EXERCISE: Edit the lines between the line holding "Teacher note: indicate the hand" and the line holding "point(117, 96)", inclusive, so that "single point" becomes "one point". Leave everything else unchanged.

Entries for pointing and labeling
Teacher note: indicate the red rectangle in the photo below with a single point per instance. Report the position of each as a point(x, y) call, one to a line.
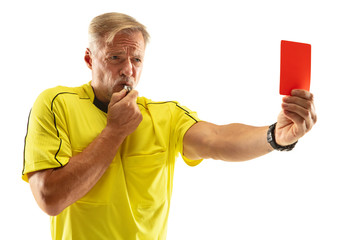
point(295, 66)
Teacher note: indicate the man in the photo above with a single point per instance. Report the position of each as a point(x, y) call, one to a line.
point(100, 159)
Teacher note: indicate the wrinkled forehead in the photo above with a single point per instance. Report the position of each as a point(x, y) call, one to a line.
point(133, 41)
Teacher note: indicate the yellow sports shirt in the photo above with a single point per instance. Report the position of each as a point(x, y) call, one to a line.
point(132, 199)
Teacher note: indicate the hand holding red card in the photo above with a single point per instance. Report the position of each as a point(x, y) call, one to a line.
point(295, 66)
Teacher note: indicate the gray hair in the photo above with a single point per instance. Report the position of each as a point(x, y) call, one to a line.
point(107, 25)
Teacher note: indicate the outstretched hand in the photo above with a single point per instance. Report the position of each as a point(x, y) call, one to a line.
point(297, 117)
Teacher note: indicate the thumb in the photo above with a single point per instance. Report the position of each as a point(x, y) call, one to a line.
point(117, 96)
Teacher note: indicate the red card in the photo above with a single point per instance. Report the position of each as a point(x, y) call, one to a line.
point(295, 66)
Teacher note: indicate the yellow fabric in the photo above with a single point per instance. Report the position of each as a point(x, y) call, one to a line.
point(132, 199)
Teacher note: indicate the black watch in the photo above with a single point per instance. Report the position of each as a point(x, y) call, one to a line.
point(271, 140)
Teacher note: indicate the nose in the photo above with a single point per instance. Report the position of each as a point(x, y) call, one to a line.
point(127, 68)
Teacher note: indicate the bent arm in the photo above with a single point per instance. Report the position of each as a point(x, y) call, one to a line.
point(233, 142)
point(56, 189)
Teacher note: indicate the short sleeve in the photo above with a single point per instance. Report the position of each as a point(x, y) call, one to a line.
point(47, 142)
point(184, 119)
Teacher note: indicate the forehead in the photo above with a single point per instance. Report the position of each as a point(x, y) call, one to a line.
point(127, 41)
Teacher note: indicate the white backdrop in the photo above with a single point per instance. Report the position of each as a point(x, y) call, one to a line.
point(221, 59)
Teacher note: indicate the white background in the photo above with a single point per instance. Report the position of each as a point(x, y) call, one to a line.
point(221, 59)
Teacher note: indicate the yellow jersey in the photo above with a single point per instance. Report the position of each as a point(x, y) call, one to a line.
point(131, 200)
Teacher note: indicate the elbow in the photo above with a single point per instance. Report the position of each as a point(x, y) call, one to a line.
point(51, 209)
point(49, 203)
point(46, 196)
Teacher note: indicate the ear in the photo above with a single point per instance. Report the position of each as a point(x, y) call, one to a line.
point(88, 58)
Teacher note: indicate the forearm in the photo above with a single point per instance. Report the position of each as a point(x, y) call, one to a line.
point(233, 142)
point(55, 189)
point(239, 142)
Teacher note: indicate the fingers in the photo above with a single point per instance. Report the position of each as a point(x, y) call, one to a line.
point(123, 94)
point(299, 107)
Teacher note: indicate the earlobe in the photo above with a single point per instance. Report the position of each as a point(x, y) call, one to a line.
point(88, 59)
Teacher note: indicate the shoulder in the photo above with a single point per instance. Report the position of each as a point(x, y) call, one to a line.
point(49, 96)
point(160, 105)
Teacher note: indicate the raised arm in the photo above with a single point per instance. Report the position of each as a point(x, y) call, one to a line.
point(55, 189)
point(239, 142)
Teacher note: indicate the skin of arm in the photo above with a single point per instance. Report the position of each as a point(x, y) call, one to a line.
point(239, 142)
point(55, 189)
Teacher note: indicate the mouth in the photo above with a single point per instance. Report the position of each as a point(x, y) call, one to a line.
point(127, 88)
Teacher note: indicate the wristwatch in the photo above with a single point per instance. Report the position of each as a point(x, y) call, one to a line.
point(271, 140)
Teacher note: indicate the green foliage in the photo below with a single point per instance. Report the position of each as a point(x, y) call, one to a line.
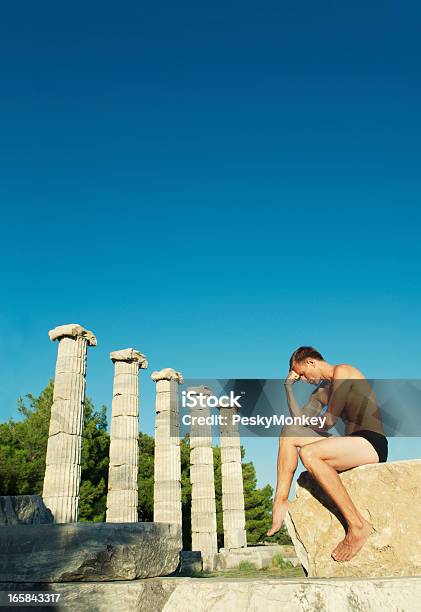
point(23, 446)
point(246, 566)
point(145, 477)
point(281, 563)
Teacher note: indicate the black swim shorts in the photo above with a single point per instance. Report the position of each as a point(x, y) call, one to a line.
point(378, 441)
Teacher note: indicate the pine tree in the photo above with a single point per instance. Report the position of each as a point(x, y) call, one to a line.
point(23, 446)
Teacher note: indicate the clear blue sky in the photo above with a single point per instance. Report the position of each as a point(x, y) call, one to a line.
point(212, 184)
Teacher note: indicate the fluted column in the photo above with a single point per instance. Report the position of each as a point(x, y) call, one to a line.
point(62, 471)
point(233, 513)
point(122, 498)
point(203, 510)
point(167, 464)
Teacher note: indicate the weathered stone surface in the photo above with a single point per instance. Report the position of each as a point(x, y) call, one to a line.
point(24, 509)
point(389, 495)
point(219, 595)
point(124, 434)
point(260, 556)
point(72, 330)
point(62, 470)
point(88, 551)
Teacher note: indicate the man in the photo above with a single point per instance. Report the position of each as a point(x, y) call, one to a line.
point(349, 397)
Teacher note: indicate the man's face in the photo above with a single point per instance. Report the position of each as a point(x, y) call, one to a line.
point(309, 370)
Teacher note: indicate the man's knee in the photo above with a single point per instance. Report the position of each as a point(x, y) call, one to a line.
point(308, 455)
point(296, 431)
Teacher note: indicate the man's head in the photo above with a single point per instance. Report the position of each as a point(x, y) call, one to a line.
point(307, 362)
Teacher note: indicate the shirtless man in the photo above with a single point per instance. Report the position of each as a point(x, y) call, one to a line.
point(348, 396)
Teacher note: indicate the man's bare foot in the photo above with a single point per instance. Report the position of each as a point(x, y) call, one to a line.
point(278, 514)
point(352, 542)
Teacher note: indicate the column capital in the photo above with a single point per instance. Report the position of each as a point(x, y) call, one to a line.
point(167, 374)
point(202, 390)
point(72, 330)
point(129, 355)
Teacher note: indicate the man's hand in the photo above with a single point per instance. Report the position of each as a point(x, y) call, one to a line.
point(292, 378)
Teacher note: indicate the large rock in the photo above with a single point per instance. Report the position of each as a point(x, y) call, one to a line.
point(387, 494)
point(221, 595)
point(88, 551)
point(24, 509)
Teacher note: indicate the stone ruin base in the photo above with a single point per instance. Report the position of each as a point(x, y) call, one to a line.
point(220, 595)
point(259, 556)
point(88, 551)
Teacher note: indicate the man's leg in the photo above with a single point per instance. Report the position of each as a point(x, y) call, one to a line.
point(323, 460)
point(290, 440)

RESPONSE TO THE EXERCISE:
Teacher note: indicate the hand holding red card in the photo above with a one point per instance. Report the position of each as a point(x, y) call, one to a line.
point(295, 66)
Teacher note: indicate the gray hair in the photo above with a one point per instance. Report the position of each as a point(x, y) call, one to a line.
point(107, 25)
Teacher note: indicate the outstretched hand in the photo above with a one point per instance. Report the position of each as a point(x, y) call, one to a line.
point(297, 117)
Teacher note: indicate the thumb in the photo above with a one point per instance. Report the position of each as a point(x, y) call, one to a line.
point(117, 96)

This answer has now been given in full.